What needs to be done: This exercise calls for the records to be repeated in full, exactly as written.

*** Dataset Section Begins ***

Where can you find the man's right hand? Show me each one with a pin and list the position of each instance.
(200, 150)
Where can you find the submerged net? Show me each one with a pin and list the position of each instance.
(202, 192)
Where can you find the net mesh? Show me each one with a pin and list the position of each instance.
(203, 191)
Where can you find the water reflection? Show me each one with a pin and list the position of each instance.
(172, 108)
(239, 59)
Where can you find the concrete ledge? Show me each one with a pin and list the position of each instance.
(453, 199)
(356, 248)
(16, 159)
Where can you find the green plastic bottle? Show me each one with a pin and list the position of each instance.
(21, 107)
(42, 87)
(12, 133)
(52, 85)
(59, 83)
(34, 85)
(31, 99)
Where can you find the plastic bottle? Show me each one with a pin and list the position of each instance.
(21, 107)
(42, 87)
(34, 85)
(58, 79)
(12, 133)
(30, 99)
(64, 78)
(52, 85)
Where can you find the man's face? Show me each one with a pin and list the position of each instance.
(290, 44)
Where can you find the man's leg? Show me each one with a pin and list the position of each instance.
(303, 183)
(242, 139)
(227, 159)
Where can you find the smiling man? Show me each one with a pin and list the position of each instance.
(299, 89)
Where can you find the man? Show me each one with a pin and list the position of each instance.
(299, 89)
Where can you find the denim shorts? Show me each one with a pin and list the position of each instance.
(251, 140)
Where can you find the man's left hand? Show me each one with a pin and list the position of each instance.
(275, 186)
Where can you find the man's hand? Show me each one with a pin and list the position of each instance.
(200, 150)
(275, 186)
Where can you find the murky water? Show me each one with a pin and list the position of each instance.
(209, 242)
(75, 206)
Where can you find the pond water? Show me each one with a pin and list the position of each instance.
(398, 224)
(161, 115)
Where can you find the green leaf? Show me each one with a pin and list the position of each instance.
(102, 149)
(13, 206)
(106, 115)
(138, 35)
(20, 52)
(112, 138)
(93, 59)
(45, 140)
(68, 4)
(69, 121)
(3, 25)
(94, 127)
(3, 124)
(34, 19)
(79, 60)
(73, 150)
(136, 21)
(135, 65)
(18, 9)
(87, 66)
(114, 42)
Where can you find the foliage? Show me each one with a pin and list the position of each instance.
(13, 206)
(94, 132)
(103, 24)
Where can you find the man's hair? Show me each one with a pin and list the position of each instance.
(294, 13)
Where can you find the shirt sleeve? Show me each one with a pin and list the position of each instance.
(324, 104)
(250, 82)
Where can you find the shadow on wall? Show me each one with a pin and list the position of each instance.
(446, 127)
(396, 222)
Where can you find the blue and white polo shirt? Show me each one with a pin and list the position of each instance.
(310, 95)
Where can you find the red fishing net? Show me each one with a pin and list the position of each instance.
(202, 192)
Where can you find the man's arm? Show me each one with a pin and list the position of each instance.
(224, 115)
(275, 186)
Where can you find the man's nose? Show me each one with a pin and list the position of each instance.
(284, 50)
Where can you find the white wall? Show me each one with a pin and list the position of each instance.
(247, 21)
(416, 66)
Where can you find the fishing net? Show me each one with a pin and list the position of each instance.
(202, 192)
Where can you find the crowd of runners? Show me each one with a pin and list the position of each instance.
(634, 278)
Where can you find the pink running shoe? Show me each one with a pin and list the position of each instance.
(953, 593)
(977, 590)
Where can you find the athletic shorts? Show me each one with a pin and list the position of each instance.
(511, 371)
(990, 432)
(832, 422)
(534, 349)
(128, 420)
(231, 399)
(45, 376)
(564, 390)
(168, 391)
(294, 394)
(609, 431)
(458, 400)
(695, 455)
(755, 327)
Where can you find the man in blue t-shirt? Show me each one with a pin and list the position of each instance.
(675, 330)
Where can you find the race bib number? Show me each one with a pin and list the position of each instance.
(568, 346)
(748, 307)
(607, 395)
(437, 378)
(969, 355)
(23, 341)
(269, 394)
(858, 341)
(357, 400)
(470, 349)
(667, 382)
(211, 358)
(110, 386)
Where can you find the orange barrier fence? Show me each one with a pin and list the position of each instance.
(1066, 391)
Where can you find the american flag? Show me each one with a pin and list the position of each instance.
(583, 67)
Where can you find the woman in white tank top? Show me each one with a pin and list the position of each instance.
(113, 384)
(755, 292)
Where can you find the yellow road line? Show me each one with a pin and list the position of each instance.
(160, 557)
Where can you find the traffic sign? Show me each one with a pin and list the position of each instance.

*** Dataset Section Ends ***

Completed exercise:
Where can you find the man's right hand? Show me each one with a pin and list the position of each instance.
(200, 150)
Where can you find the submerged net? Show me each one with a pin and list the position of each instance.
(202, 192)
Where can you find the net mesh? Show me each one with a pin and list the position of each instance.
(203, 191)
Where can you find the water reflection? Show me each one with a pin and list the position of each instance.
(172, 108)
(239, 59)
Where can you find the concrete ledge? Show me each one with a pin and list the position of each instance.
(453, 199)
(356, 248)
(16, 159)
Where can you find the green plastic bottle? Show me each one with a pin and list the position of each instance.
(21, 107)
(42, 87)
(12, 133)
(52, 85)
(59, 83)
(34, 85)
(31, 99)
Where can you find the plastic bottle? Show me each one with a pin and list the position of each instance.
(21, 107)
(42, 87)
(34, 85)
(58, 79)
(12, 133)
(30, 99)
(64, 78)
(52, 85)
Where can you find the man's face? Show me each one with a pin and list the position of each instance.
(290, 44)
Where can you find the man's leg? Show me each one with a pin and list the position of each instance.
(303, 183)
(242, 139)
(227, 159)
Where can you find the smiling man? Show me each one with a pin and list the position of each instance.
(299, 89)
Where can you find the man? Show me each one with a pin and list the position of each instance.
(299, 89)
Where can you find the denim shorts? Show me each one with a pin and list the position of each instance.
(251, 140)
Where can you find the man's left hand? Show me each one with a pin and list the position of each instance.
(275, 186)
Where can you find the man's hand? Show me each one with a pin and list the position of each instance.
(200, 150)
(275, 186)
Where can you find the murky water? Show me each one with a pin and list the position of each instance.
(209, 242)
(75, 206)
Where can you find the pond water? Show me each one with a pin and list the position of each instance.
(398, 224)
(161, 115)
Where can you find the green leaf? Show me each one with a pin and list the position of each instance.
(102, 149)
(13, 206)
(106, 115)
(138, 35)
(20, 52)
(112, 138)
(93, 59)
(45, 140)
(68, 4)
(69, 121)
(3, 25)
(94, 127)
(3, 124)
(34, 19)
(79, 60)
(73, 150)
(136, 21)
(135, 65)
(18, 9)
(87, 66)
(114, 42)
Where can you find the foliage? Show me each one with a pin and list the position of each instance.
(13, 206)
(94, 132)
(103, 24)
Where can you find the man's hair? Show me each one with a pin and list the position of each instance.
(294, 13)
Where can you find the shirt sleeve? Show me each one with a pin and list the position of each instance.
(324, 104)
(250, 82)
Where can you find the shadow on wall? Show me each one with a pin and list the position of each instance.
(446, 127)
(396, 222)
Where can you find the blue and white polo shirt? Show me each one with a pin and list the position of each instance.
(310, 95)
Where can you find the red fishing net? Show me each one with a pin and list the position of each instance.
(202, 192)
Where can you find the man's arm? Show me each one with a pin and list the position of each instance.
(224, 115)
(275, 186)
Where can you find the man's nose? Show me each one with a pin and list the position of each instance.
(284, 50)
Where can you find the white wall? Show me each one with a pin and list the position of each instance.
(247, 21)
(416, 66)
Where can you find the fishing net? Show me each one with a pin and list the position of each instance.
(202, 192)
Where can you find the crowd of runners? Show me each one with a pin and list the position of each instance.
(634, 278)
Where can you find the pink running shoe? Show me each one with a pin and list the position of each instance.
(953, 593)
(977, 590)
Where can you find the athletic shorts? Show me each one with a pin and list the position of each instance.
(511, 371)
(990, 432)
(832, 422)
(534, 349)
(128, 420)
(231, 399)
(45, 376)
(564, 390)
(168, 391)
(294, 394)
(609, 431)
(458, 400)
(695, 455)
(755, 327)
Where can you find the man in blue t-shirt? Show me each one with a pin and list the position of each instance.
(675, 330)
Where can you find the race bib number? Show me each one with a pin and list the position of each instance.
(568, 346)
(748, 307)
(607, 395)
(437, 378)
(969, 355)
(23, 341)
(269, 394)
(858, 341)
(357, 400)
(470, 349)
(667, 382)
(211, 358)
(110, 386)
Where can you find the orange barrier fence? Show me each one with a pin and list the position of each instance.
(1066, 391)
Where can you find the american flag? Show me each one with a pin and list the position of each instance.
(583, 67)
Where can you find the woman in white tank top? Show me each one with a pin and list the position of each instance.
(113, 384)
(755, 292)
Where can you find the yellow road line? Show me each one with a pin and list the position of each instance.
(160, 557)
Where can you find the traffic sign? Show me each one with a pin and list the position of each instance.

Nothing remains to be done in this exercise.